## begin Supplied material

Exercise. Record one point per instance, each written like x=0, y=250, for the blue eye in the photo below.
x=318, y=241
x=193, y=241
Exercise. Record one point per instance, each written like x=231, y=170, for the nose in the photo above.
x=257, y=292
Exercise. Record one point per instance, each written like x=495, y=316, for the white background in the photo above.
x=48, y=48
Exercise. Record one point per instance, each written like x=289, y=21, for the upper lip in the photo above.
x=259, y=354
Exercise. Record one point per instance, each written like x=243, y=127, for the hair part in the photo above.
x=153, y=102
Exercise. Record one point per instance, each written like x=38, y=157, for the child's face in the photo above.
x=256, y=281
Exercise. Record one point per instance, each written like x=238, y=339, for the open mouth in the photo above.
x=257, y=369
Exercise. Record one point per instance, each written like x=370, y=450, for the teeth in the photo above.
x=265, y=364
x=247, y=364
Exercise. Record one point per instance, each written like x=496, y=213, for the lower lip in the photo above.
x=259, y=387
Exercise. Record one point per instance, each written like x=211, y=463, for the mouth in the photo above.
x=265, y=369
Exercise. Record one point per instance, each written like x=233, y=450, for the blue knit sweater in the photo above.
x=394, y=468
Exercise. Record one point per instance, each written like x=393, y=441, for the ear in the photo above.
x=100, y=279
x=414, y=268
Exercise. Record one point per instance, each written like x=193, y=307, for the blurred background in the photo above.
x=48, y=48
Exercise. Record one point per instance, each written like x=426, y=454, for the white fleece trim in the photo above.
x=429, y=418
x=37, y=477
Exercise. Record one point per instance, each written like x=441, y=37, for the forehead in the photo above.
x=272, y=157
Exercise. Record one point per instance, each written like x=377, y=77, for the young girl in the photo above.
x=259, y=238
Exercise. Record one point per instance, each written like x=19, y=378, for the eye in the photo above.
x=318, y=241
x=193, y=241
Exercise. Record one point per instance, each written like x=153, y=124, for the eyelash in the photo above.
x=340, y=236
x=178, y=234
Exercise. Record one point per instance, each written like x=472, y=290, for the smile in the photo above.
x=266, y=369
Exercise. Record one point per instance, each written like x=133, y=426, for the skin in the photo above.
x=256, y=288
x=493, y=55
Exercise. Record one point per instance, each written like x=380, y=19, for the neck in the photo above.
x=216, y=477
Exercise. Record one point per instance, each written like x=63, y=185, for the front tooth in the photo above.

## end Supplied material

* Directions
Please rescale the records above, from the first line through the line containing "x=265, y=369", by writing out every line, requests included, with each point coordinate in the answers multiplied by 1.1 and rounded to a whole number (halves round up). Leave the requests and their sample coordinates unchanged.

* Answer to the task
Exercise. Record one point per instance, each written like x=0, y=250, for the blue eye in the photo below.
x=350, y=265
x=212, y=265
Exercise. Record one point per instance, each written like x=231, y=170, for the nose in the photo above.
x=283, y=321
Exercise. Record one point per instance, each written like x=495, y=316, for the white background in the photo above.
x=53, y=53
Exercise. Record one point per instance, each written like x=289, y=21, for the upper lip in the photo above.
x=285, y=389
Exercise. Record one point per instance, each written like x=243, y=127, for the hair part in the photo above.
x=168, y=112
Exercise. Record one point per instance, each written like x=38, y=157, for the child's face in the photo above.
x=282, y=309
Exercise. Record one point per instance, each written like x=238, y=339, for the open mouth in the photo above.
x=283, y=406
Exercise. Record one point per instance, each written like x=370, y=450, for the teeth in the photo above.
x=292, y=400
x=272, y=400
Exercise. Record one point per instance, each written like x=496, y=213, for the lower lip in the photo above.
x=285, y=426
Exercise. Record one point per instance, each written like x=211, y=463, for the mouth in the photo above.
x=292, y=406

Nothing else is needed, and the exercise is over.